Reproduce verbatim the part of the rows below that begins with the line containing "of the half-timbered" and ends with the line containing "[(353, 431)]", including both of those lines.

DATA TO PROCESS:
○ ○ ○ ○ ○

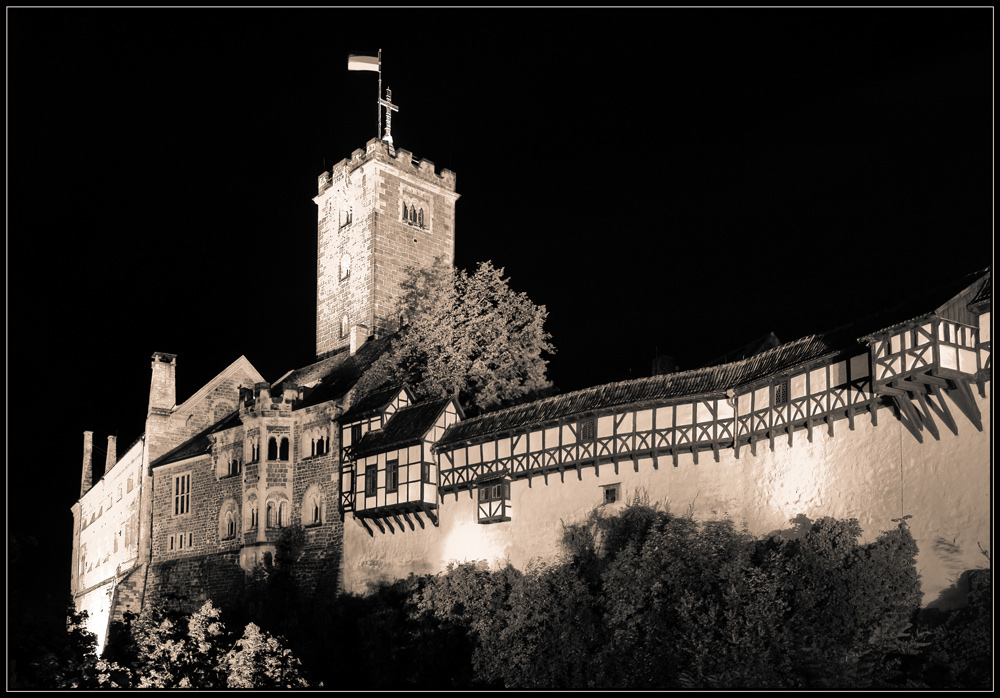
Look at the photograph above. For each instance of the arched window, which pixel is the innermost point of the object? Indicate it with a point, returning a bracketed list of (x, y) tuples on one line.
[(312, 506)]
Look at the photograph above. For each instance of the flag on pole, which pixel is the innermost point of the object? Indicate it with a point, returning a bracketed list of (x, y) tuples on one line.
[(362, 63)]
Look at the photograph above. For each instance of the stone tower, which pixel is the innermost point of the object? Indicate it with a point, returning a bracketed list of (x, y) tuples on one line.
[(379, 212)]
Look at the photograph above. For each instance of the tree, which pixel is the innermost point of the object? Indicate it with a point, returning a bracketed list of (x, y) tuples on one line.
[(467, 335), (167, 649)]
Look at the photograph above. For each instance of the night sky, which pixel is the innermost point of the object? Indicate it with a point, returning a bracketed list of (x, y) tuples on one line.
[(672, 181)]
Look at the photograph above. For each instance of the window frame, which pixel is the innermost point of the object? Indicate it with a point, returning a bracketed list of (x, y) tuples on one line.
[(181, 500), (392, 476), (616, 489)]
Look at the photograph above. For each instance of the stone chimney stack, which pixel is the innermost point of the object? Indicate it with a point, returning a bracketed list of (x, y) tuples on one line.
[(88, 462), (112, 458), (359, 334), (163, 386)]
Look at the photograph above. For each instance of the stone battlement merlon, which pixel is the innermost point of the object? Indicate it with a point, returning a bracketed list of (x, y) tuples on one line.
[(379, 150)]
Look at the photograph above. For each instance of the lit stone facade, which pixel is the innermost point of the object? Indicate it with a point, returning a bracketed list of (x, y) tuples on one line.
[(379, 212), (876, 423)]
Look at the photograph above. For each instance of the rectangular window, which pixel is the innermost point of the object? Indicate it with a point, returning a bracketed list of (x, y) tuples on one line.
[(494, 491), (182, 494), (392, 476), (781, 394)]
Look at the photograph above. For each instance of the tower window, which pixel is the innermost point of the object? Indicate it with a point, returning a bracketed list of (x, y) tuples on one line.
[(182, 494)]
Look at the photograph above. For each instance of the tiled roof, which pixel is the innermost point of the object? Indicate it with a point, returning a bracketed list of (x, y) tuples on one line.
[(333, 376), (406, 427), (919, 303), (370, 404), (702, 382), (985, 294), (684, 384), (198, 444)]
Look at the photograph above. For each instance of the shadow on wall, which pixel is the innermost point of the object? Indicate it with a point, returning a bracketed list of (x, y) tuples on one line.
[(957, 595), (800, 526)]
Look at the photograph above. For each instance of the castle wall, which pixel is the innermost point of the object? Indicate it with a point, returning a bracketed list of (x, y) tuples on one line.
[(107, 545), (873, 473)]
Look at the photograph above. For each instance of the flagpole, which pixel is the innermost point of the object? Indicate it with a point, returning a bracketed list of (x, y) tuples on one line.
[(377, 105)]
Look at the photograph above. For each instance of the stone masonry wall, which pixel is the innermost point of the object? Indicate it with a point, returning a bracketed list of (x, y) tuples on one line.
[(874, 473)]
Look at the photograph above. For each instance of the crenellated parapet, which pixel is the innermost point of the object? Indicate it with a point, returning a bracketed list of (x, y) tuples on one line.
[(376, 150)]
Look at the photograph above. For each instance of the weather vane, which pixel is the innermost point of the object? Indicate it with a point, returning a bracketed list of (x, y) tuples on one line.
[(374, 63), (389, 109)]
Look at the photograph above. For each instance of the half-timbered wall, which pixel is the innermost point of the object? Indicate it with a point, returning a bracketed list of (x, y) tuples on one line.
[(353, 431)]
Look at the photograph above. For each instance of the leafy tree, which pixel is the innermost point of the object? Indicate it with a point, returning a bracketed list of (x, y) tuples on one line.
[(260, 661), (468, 335), (166, 649)]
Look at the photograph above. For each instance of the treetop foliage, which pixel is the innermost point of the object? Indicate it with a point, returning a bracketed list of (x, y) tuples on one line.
[(466, 335)]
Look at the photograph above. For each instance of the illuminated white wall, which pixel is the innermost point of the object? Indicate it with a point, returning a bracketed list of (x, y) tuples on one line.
[(874, 474)]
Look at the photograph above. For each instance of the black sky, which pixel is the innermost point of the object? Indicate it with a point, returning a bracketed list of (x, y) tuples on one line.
[(681, 181)]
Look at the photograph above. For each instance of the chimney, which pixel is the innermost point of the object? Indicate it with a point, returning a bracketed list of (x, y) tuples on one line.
[(359, 333), (88, 462), (263, 391), (112, 458), (163, 386)]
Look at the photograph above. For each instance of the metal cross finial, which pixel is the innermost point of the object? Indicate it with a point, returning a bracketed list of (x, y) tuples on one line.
[(389, 109)]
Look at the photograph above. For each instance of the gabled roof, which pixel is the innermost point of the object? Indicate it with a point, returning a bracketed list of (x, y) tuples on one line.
[(372, 403), (925, 301), (200, 443), (240, 363), (407, 426), (331, 378), (703, 382)]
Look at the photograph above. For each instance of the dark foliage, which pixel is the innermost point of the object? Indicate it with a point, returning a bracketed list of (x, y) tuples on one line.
[(642, 599)]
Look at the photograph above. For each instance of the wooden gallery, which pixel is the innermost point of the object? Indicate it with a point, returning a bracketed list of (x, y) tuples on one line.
[(873, 422)]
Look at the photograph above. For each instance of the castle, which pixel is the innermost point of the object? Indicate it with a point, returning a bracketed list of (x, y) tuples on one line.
[(883, 419)]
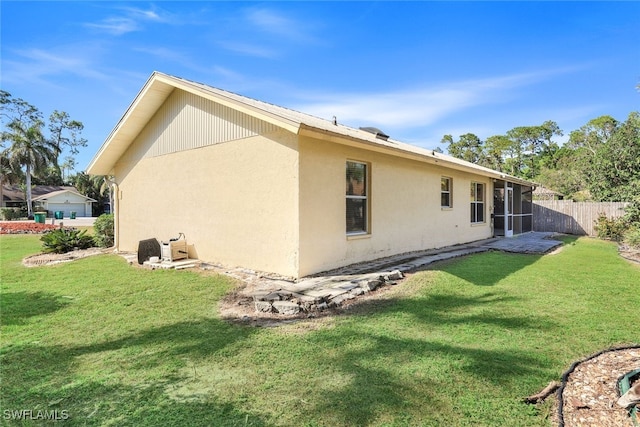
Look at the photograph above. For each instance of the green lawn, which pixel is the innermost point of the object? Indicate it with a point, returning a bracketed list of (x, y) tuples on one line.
[(459, 345)]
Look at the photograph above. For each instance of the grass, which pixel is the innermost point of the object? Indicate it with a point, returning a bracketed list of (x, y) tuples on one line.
[(459, 345)]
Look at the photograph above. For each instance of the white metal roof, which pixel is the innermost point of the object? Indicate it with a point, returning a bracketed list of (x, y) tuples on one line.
[(159, 87)]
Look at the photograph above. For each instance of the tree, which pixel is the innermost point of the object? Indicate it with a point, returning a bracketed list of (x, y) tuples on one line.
[(68, 165), (592, 135), (29, 149), (494, 152), (95, 186), (614, 173), (9, 174), (468, 147), (528, 143), (64, 132)]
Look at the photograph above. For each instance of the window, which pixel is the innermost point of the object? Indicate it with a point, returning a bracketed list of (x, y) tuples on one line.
[(445, 192), (357, 198), (477, 202)]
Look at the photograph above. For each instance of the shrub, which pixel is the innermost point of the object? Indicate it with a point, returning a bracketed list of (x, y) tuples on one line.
[(610, 228), (632, 212), (632, 237), (103, 230), (9, 214), (62, 240)]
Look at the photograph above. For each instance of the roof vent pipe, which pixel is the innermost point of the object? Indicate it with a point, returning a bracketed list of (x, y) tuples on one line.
[(377, 132)]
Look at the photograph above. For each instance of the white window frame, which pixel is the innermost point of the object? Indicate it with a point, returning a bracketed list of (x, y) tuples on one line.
[(449, 192), (367, 204), (475, 202)]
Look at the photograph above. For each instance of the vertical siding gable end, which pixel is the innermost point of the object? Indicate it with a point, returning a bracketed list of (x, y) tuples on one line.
[(187, 121)]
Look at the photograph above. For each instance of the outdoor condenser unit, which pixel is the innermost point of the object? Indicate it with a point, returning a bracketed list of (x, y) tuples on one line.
[(174, 249)]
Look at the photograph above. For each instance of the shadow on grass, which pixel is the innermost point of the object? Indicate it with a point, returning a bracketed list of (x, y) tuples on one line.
[(18, 307), (92, 403), (440, 364), (35, 375)]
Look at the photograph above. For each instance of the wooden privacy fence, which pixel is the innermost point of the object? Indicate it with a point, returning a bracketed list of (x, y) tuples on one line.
[(569, 217)]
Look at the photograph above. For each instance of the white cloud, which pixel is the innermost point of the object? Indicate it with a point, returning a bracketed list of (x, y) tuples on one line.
[(115, 26), (421, 106), (132, 19), (248, 49), (271, 22)]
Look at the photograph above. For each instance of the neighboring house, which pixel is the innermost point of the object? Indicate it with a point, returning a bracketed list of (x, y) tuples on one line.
[(542, 193), (50, 198), (255, 185)]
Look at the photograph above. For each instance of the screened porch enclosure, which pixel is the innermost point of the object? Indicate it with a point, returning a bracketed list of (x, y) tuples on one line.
[(513, 208)]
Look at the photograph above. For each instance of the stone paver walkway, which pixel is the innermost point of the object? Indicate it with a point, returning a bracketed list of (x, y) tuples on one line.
[(332, 288)]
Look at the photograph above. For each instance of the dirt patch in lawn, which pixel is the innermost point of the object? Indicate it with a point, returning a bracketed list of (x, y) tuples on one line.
[(238, 306), (41, 260), (630, 253), (590, 393)]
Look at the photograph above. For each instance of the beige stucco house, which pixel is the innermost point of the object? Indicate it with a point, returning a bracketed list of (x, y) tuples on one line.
[(50, 198), (255, 185)]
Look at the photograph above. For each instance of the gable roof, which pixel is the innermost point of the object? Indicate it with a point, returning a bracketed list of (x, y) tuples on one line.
[(70, 190), (159, 86), (13, 193)]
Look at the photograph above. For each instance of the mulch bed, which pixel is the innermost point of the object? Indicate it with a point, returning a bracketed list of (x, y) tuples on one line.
[(590, 393), (20, 227)]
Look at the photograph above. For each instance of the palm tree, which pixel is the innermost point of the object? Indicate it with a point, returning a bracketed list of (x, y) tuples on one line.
[(28, 149), (8, 174)]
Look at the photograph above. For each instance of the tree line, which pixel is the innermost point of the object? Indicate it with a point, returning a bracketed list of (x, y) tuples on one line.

○ ○ ○ ○ ○

ANSWER TO THIS PROBLEM:
Look at the photograph above. For each instance of the half-timbered wall, which pixel is the innermost point of the object? Indicate it with a point, returning a bracketed list of (x, y) tuples on one line.
[(353, 431)]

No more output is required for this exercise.